··· Text for analysis ···

Safeguarding democracy from disinformation: China takes page from Russia’s playbook


China is taking a page from Russia’s disinformation playbook, observers suggest. The Chinese Communist Party has spent the past week publicly pushing conspiracy theories intended to cast doubt on the origins of the coronavirus, and thus deflect criticism over China’s early mishandling of the epidemic, Bethany Allen-Ebrahimian writes for AXIOS.

Why it matters: The strategy is a clear departure from Beijing’s previous disinformation tactics and signals its increasingly aggressive approach to managing its image internationally.


What’s happening: Verified Chinese government Twitter accounts, Chinese embassies and consulates, and some Chinese media outlets have promoted several different conspiracy theories about the origins of the coronavirus.

  • One theory, tweeted multiple times by Chinese foreign ministry deputy spokesperson Zhao Lijian and boosted by official Chinese state media, states that the virus may have come from a U.S. military lab.
  • Another suggests the disease first appeared in Italy in November, before it appeared in Wuhan.
  • Numerous pronouncements from a variety of Chinese government sources have stated more vaguely that the virus may not have come from Wuhan, the city in Hubei where the outbreak began.

A new digital media policy roadmap is needed to defend the integrity of the information space, according to a new analysis from the German Marshall Fund.

··· Record excerpts ···

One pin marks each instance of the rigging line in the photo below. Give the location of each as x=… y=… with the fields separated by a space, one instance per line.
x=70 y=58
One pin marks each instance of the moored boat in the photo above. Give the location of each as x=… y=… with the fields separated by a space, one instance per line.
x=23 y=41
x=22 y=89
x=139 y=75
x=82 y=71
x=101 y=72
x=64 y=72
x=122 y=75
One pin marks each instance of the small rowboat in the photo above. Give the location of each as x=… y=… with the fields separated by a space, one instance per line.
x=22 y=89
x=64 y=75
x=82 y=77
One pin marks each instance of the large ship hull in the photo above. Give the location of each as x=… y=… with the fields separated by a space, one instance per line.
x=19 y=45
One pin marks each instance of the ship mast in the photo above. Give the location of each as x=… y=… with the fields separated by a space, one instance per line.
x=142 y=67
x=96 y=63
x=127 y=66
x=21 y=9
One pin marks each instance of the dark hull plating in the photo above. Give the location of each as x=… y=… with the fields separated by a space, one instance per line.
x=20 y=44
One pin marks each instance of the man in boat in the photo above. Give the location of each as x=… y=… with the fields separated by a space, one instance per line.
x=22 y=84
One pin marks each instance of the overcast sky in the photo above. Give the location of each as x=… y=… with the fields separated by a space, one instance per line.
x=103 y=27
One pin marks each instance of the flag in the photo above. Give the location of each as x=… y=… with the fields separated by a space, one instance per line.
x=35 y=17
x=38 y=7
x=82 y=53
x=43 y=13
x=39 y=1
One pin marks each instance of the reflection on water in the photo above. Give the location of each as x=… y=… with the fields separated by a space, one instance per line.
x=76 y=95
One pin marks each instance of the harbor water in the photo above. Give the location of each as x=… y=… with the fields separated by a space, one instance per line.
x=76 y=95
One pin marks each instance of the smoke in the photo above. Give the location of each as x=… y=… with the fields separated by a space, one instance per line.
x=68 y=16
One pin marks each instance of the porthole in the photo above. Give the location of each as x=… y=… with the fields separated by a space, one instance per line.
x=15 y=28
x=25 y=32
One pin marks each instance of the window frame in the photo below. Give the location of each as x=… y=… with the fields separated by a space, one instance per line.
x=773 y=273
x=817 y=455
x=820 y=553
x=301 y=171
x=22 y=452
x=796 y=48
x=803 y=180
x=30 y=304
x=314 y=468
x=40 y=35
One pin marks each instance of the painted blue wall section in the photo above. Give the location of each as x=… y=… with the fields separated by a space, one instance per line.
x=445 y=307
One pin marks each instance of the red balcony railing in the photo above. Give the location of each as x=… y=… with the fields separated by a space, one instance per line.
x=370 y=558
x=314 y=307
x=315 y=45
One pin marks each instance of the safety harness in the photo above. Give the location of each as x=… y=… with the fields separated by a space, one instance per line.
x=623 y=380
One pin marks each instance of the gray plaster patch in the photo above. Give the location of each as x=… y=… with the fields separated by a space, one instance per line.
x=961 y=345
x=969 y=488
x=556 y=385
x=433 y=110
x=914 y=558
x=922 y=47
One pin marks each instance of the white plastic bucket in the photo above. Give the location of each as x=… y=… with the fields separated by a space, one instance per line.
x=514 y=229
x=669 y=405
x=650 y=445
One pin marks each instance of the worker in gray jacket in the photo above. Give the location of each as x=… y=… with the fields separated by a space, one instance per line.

···

• _What to do_:
1. Condense the paragraph of the article on Chinese disinformation that begins "China is taking a page from Russia's disinformation playbook" into a shorter version that keeps its main facts.
2. Extend the article on Chinese disinformation with the next part after its final sentence.

• _Answers given_:
1. Observers say China is copying Russia's disinformation tactics: for the past week, the Chinese Communist Party has openly promoted conspiracy theories that question where the coronavirus came from, aiming to deflect criticism of its early mishandling of the epidemic, as Bethany Allen-Ebrahimian reports for AXIOS.

2.
The new digital media policy roadmap would steer clear of vague rules that empower governments to define “good” or “bad” content and would instead focus on updating offline protections, fostering user choice, amplifying the signal of independent news, supporting civic information, and holding platforms accountable for shared, unambiguous, and transparent rules, notes Safeguarding Democracy Against Disinformation, a report from Karen Kornbluh and Ellen P. Goodman, with contributions by Eli Weiner.

This policy package—tailored with input from stakeholders and sufficiently agile to account for evolving technology—would close the loopholes that allow bad actors to engage in online information warfare using the largest platforms, and it would do so without restricting free expression or stymieing innovation, they add:

  • The new policy roadmap would dampen the noise created by bad actors and disinformation by updating offline laws that safeguard consumers and elections, as well as civil rights protections and privacy for the online information ecosystem.
  • It would boost the signal of good information by creating a fund for independent journalism, creating a new public media (or PBS) service for the Internet.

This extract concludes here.